• [Task statement]
Nothing but the lines from the one containing "One point lands on each instance of the boy's fingers;" through the last line of the records below should be copied, exactly and without pictures.

─── Listed entries

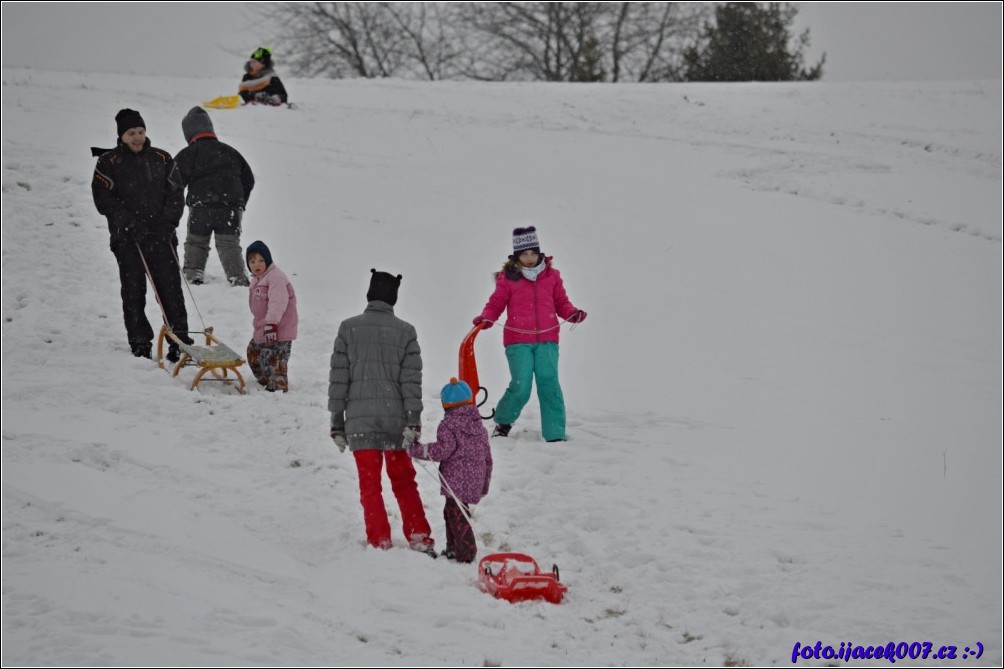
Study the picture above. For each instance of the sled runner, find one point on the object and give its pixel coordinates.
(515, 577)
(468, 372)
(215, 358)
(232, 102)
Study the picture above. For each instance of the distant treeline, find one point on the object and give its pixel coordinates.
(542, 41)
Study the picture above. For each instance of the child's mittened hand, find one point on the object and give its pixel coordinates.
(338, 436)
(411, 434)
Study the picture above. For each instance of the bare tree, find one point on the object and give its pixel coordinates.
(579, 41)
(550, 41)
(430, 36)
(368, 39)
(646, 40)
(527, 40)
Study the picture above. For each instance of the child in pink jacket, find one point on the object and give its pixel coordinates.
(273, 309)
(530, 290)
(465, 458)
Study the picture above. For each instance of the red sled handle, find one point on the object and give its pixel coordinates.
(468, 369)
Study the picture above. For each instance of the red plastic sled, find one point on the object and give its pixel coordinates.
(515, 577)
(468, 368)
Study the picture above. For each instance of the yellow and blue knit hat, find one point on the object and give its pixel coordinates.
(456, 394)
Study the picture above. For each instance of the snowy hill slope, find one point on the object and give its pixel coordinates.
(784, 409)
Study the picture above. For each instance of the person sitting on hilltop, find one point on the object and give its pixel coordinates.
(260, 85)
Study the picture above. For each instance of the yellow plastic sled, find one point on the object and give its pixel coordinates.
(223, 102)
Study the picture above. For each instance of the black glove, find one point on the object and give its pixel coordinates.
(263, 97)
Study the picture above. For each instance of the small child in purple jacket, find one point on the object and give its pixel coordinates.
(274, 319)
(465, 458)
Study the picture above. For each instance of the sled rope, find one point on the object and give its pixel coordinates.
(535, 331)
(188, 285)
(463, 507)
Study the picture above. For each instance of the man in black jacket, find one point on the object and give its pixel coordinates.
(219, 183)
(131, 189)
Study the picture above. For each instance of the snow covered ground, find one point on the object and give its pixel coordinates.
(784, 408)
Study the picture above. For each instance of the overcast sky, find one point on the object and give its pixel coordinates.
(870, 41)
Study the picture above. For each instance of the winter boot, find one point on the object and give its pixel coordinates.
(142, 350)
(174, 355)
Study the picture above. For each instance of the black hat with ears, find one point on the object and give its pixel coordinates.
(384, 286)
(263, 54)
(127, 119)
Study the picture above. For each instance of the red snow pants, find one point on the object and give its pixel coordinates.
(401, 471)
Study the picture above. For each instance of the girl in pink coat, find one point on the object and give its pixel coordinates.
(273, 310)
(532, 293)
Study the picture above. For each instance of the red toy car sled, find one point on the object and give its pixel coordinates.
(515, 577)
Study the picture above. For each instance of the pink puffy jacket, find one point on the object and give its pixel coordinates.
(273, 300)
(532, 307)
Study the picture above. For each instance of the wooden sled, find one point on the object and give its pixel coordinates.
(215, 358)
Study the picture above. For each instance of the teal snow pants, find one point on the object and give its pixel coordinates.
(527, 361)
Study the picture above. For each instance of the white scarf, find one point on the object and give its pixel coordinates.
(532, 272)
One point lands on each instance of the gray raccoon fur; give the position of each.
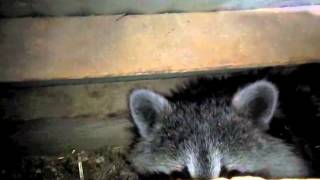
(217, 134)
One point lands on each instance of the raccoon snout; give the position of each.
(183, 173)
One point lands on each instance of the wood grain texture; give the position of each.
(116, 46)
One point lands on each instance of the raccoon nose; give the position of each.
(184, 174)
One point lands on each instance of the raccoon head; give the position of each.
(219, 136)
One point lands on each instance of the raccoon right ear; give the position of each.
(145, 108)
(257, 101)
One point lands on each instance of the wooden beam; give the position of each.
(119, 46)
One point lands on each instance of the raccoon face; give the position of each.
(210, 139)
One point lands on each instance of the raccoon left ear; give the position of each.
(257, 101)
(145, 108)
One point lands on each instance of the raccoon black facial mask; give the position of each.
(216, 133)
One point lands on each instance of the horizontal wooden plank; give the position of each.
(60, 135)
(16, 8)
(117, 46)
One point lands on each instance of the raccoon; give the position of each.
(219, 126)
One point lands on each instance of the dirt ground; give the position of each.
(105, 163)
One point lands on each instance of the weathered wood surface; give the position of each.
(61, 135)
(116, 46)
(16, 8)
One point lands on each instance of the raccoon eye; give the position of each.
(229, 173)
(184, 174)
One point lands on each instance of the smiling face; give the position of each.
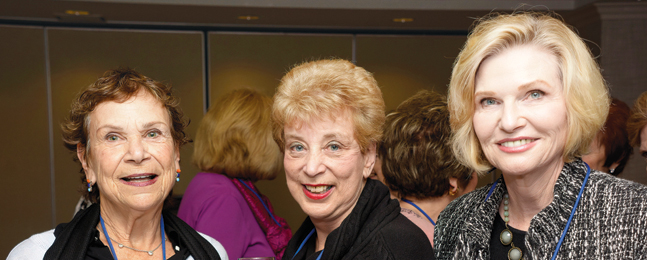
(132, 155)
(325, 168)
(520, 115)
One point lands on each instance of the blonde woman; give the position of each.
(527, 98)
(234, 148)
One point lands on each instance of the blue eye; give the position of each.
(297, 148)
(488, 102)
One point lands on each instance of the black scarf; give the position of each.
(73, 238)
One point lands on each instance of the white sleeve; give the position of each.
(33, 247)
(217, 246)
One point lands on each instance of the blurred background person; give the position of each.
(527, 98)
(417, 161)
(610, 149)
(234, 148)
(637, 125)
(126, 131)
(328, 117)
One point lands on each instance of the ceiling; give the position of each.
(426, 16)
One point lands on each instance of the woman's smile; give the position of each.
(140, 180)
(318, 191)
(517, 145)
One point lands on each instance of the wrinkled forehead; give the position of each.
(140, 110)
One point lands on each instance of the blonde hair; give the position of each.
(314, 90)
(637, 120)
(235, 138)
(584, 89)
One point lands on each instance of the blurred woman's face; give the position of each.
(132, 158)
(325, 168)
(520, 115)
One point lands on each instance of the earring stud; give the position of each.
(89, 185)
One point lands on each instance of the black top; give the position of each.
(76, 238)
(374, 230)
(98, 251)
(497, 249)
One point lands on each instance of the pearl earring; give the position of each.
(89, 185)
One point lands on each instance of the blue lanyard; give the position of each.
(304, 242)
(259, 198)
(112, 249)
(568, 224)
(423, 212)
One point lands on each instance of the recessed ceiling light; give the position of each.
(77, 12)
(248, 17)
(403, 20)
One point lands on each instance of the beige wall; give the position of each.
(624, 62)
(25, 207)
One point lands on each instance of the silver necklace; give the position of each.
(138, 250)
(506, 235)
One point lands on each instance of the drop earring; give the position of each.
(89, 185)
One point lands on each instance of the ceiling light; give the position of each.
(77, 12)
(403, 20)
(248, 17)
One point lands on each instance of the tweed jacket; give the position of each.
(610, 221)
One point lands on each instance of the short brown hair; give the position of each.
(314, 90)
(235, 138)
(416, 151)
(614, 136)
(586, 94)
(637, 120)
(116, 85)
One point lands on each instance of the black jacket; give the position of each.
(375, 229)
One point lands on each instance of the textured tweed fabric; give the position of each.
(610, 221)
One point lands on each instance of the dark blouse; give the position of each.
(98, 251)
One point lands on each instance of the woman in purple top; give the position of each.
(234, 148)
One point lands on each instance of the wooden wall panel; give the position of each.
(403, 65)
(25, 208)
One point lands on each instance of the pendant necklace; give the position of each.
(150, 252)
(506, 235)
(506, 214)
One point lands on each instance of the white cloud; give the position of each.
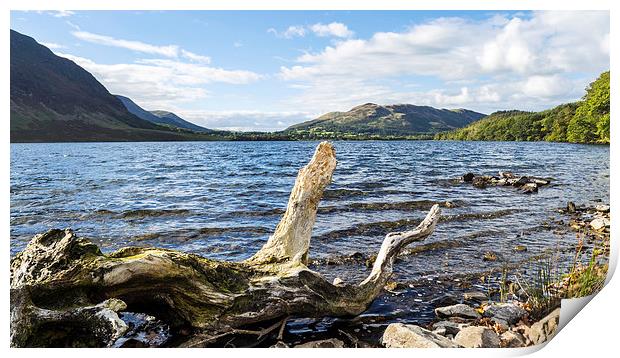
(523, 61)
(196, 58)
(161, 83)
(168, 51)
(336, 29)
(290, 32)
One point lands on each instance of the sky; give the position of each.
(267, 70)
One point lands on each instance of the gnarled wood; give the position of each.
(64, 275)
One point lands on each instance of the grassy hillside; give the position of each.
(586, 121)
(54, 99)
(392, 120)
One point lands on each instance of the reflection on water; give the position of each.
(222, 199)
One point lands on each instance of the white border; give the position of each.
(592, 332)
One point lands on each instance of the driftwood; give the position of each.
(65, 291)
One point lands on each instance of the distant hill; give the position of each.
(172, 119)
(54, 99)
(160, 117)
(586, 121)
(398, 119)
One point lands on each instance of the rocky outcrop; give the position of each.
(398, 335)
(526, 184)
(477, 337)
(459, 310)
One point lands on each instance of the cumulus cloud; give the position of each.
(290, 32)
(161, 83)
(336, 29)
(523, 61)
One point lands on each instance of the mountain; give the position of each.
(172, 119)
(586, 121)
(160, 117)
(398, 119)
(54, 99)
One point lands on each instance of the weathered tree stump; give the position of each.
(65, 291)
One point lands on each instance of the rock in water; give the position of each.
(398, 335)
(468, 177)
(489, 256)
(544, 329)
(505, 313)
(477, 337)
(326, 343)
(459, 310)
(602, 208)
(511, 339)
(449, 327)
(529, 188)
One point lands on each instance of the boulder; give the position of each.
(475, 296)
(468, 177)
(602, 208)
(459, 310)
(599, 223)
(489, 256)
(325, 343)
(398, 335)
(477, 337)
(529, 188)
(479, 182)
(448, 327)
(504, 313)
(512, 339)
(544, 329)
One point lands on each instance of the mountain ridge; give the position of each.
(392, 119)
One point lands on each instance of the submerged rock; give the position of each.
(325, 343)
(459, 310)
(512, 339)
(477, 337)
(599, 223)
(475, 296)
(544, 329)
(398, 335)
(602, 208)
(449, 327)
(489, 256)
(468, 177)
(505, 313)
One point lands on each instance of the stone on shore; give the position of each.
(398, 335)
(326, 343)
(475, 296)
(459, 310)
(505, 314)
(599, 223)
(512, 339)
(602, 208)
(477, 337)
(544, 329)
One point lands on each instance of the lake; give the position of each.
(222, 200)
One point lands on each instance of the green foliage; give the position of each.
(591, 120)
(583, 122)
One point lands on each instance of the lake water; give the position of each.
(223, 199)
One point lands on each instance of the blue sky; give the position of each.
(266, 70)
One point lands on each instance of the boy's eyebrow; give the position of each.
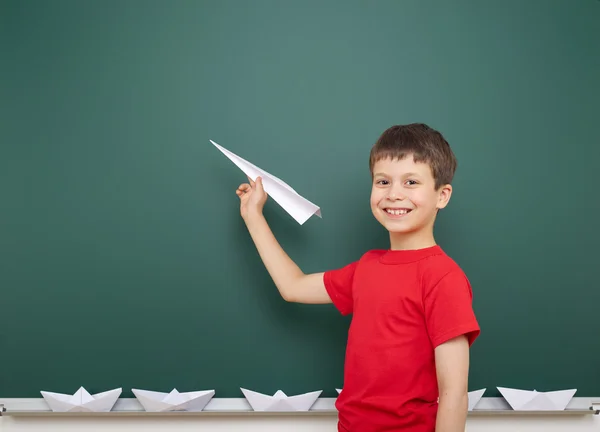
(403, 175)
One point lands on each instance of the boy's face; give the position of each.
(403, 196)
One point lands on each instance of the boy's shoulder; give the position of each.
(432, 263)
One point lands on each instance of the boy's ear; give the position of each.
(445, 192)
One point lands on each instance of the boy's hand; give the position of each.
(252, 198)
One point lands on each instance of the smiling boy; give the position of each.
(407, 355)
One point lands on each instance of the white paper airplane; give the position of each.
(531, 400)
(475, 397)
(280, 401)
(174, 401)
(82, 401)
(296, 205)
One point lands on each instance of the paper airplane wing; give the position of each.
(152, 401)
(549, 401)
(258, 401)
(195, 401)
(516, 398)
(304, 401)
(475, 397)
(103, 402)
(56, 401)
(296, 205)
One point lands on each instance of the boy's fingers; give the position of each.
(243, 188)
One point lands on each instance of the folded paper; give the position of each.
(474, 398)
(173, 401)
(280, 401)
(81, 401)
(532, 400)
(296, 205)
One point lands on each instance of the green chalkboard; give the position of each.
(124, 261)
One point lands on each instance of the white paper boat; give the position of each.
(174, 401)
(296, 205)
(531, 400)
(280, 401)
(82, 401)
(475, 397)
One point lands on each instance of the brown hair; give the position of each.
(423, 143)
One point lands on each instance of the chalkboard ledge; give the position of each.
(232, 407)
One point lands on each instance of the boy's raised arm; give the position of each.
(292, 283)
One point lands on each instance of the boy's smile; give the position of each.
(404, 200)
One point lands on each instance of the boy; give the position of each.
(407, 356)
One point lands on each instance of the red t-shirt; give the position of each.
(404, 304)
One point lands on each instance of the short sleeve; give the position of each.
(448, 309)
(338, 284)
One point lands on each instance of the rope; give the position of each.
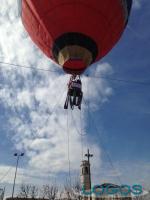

──────

• [Complete response]
One point lands on each instance of the boy's fingers; give the position of each.
(243, 188)
One point lands on each instance of the folded paper; give the position of each.
(474, 398)
(173, 401)
(280, 401)
(81, 401)
(532, 400)
(296, 205)
One point lands on each instance of the green chalkboard; give the position of each.
(124, 261)
One point lands on each instance of the white paper boat; give the position of each.
(174, 401)
(296, 205)
(531, 400)
(280, 401)
(82, 401)
(475, 397)
One point lands on each instance of the brown hair; give the position of each.
(423, 143)
One point lands on each instance of the chalkboard ledge; give the position of each.
(232, 407)
One point lands on each instance of the boy's raised arm; give the position of each.
(292, 283)
One point lands on each instance of the boy's smile; give the position of each.
(404, 200)
One point lands on each instance of the boy; give the position of each.
(407, 356)
One point lands on each instance of the red t-shirt; give the position of each.
(404, 304)
One point lands on each instance of the short sleeve; give the position of each.
(448, 309)
(338, 284)
One point lands on each instance of the rope; give the position of each.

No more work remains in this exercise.